>> Begin Given records

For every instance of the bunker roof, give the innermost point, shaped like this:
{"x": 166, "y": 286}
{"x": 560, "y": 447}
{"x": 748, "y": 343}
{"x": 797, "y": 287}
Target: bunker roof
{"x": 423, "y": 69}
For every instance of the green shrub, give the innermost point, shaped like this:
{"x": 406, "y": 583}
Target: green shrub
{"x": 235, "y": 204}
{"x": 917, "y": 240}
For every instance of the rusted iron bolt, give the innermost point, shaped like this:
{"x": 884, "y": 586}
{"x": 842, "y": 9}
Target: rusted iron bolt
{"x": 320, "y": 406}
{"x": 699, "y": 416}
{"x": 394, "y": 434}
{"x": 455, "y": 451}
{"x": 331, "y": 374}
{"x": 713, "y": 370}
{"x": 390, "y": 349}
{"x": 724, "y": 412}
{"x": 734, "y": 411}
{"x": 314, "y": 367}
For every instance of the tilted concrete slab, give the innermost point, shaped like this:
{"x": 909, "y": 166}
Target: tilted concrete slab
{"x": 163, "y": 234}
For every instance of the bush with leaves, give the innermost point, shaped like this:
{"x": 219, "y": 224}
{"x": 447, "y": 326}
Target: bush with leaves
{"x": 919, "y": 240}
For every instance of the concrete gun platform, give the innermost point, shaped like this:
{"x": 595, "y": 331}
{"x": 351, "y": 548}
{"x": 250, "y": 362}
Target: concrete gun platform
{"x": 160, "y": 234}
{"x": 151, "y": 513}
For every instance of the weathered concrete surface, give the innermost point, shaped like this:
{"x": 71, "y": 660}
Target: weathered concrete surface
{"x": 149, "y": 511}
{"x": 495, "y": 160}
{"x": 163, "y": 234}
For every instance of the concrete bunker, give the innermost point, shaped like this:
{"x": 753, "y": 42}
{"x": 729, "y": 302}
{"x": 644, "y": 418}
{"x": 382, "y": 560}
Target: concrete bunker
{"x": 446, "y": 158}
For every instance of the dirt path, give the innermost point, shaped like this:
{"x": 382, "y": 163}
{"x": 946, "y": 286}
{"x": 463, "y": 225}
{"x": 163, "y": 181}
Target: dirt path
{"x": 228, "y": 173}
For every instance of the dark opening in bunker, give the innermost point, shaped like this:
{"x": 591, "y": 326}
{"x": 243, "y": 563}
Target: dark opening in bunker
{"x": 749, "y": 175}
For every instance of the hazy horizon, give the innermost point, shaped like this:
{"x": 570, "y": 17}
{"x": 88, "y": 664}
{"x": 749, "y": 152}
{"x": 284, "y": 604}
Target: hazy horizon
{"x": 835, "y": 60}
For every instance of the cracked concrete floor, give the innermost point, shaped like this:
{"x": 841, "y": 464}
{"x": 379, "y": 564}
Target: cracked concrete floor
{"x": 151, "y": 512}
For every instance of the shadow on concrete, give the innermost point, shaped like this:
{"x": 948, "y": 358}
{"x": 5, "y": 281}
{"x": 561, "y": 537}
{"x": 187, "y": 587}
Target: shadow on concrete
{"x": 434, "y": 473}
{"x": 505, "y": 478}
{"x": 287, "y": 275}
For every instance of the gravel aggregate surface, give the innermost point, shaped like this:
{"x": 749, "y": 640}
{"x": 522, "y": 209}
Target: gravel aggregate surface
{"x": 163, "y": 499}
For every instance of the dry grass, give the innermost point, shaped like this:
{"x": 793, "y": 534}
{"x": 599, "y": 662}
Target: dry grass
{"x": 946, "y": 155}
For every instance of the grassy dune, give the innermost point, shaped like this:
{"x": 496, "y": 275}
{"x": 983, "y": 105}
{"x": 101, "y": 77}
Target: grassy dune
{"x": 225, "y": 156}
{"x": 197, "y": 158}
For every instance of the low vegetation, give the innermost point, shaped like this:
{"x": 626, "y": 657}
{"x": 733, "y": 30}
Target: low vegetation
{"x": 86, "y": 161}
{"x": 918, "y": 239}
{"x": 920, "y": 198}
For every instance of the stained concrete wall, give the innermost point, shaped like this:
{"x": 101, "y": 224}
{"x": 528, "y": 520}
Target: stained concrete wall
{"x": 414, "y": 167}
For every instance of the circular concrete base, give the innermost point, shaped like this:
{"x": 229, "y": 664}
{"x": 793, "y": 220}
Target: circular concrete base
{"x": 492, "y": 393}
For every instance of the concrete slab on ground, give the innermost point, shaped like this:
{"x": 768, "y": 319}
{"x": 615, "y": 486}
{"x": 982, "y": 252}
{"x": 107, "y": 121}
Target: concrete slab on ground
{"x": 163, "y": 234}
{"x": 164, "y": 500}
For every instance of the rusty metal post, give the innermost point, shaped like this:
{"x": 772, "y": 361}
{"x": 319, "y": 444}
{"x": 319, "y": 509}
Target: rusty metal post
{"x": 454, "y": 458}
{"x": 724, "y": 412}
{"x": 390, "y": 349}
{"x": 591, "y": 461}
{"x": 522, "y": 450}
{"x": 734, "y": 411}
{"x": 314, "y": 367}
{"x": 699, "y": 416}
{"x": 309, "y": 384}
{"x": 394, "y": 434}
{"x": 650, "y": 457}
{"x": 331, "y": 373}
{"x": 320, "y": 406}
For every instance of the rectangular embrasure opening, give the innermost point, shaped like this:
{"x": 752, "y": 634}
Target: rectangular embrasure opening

>> End Given records
>> Begin Given records

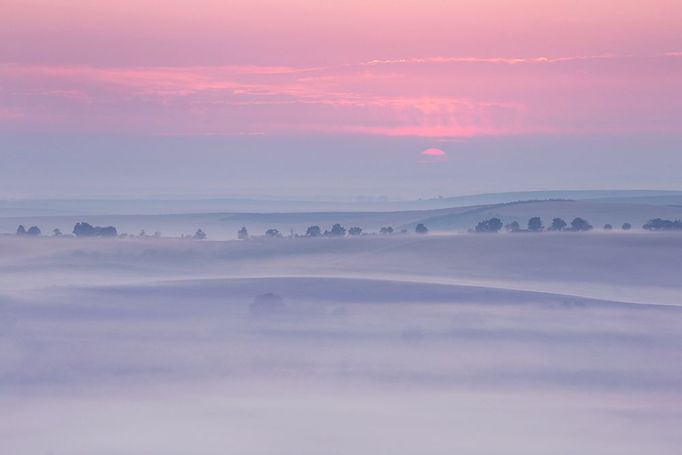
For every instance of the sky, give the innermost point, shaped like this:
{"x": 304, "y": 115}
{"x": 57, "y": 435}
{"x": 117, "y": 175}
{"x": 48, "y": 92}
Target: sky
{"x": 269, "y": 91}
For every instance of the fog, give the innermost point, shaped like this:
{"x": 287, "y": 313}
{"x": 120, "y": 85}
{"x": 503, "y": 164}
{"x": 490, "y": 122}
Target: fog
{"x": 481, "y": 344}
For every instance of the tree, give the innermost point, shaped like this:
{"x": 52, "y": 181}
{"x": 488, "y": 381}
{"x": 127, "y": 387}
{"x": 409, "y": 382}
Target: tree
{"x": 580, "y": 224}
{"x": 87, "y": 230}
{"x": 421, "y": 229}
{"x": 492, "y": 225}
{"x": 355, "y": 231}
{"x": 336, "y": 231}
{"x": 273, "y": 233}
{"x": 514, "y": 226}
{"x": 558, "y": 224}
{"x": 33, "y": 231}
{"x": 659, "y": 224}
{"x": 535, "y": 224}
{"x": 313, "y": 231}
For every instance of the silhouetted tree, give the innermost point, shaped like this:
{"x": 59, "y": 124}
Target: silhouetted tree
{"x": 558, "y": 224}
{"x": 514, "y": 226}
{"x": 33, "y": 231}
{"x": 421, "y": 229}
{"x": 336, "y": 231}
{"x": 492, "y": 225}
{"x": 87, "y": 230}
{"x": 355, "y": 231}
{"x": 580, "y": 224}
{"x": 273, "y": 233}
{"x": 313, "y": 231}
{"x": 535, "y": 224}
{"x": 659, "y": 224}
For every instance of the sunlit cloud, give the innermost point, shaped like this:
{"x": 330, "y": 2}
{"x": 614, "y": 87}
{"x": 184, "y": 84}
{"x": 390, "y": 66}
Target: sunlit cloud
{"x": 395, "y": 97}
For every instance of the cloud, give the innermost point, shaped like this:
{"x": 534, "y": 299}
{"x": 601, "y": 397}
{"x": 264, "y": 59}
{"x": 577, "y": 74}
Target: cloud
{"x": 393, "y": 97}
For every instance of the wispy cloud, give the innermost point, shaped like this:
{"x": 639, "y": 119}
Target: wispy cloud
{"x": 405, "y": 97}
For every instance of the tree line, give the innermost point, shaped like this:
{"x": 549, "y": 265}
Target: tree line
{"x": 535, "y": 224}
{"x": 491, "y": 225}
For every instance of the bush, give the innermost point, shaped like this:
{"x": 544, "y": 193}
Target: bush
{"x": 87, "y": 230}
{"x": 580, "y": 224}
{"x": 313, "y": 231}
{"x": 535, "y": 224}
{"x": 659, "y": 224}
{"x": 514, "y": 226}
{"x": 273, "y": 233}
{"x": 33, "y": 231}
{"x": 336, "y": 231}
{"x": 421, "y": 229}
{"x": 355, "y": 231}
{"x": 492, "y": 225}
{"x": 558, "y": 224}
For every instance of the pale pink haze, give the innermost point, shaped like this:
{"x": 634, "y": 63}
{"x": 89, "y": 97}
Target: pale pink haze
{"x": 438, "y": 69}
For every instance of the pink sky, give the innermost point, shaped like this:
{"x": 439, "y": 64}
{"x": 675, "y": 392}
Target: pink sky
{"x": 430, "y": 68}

>> End Given records

## Exercise
Count the listing lines above that contain the string "opening" and report only the total.

## Reply
4